BEGIN
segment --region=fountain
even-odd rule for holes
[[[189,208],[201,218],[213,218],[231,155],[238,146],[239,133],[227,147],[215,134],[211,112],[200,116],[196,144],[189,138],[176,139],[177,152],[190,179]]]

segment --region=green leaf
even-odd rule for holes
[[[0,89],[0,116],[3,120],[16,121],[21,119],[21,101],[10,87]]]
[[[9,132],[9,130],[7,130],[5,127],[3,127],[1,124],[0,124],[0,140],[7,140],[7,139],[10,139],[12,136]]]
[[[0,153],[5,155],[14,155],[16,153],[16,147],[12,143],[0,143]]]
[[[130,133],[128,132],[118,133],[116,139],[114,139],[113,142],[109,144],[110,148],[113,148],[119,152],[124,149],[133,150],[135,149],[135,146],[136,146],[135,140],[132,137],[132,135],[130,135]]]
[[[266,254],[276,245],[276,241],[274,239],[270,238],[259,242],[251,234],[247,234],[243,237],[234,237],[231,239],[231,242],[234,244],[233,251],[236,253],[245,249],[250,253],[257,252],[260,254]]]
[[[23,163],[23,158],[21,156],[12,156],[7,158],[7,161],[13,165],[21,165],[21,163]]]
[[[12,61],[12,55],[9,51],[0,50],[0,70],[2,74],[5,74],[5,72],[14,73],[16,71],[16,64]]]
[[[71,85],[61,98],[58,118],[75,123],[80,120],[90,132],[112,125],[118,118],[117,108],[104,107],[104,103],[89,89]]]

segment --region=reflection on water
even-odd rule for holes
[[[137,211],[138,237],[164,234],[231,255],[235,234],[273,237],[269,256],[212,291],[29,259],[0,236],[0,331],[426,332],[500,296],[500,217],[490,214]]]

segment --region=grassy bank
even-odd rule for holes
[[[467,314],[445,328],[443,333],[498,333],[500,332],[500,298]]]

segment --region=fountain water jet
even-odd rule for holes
END
TRY IT: Repeat the whole listing verbatim.

FINISHED EXERCISE:
segment --region=fountain
even-odd rule for holes
[[[189,208],[201,218],[213,218],[231,155],[238,146],[239,133],[227,147],[215,134],[211,112],[200,116],[196,144],[189,138],[176,139],[177,152],[190,179]]]

segment --region=green leaf
even-odd rule for holes
[[[0,89],[0,116],[3,120],[16,121],[21,119],[21,101],[10,87]]]
[[[9,132],[9,130],[7,130],[5,127],[3,127],[1,124],[0,124],[0,140],[7,140],[7,139],[10,139],[12,136]]]
[[[0,153],[5,155],[14,155],[16,153],[16,147],[12,143],[0,143]]]
[[[130,133],[128,132],[118,133],[116,139],[114,139],[113,142],[109,144],[110,148],[113,148],[119,152],[124,149],[133,150],[135,149],[135,146],[136,146],[135,140],[132,137],[132,135],[130,135]]]
[[[266,254],[276,245],[276,241],[274,239],[270,238],[259,242],[251,234],[247,234],[243,237],[234,237],[231,239],[231,242],[234,244],[233,251],[236,253],[245,249],[250,253],[257,252],[260,254]]]
[[[23,163],[23,158],[21,156],[12,156],[7,158],[7,161],[13,165],[21,165],[21,163]]]
[[[12,61],[12,55],[9,51],[0,50],[0,70],[2,74],[5,74],[5,72],[14,73],[16,71],[16,64]]]
[[[71,85],[61,98],[58,118],[75,123],[80,120],[90,132],[112,125],[118,118],[117,108],[104,107],[104,103],[89,89]]]

segment --region=reflection on water
even-odd rule for holes
[[[137,211],[138,237],[164,234],[231,255],[235,234],[273,237],[269,256],[212,291],[29,259],[0,236],[0,331],[426,332],[500,296],[500,217],[490,214]]]

segment --region=grassy bank
even-odd rule for holes
[[[467,314],[445,328],[443,333],[498,333],[500,332],[500,298]]]

segment --region=fountain water jet
even-odd rule for holes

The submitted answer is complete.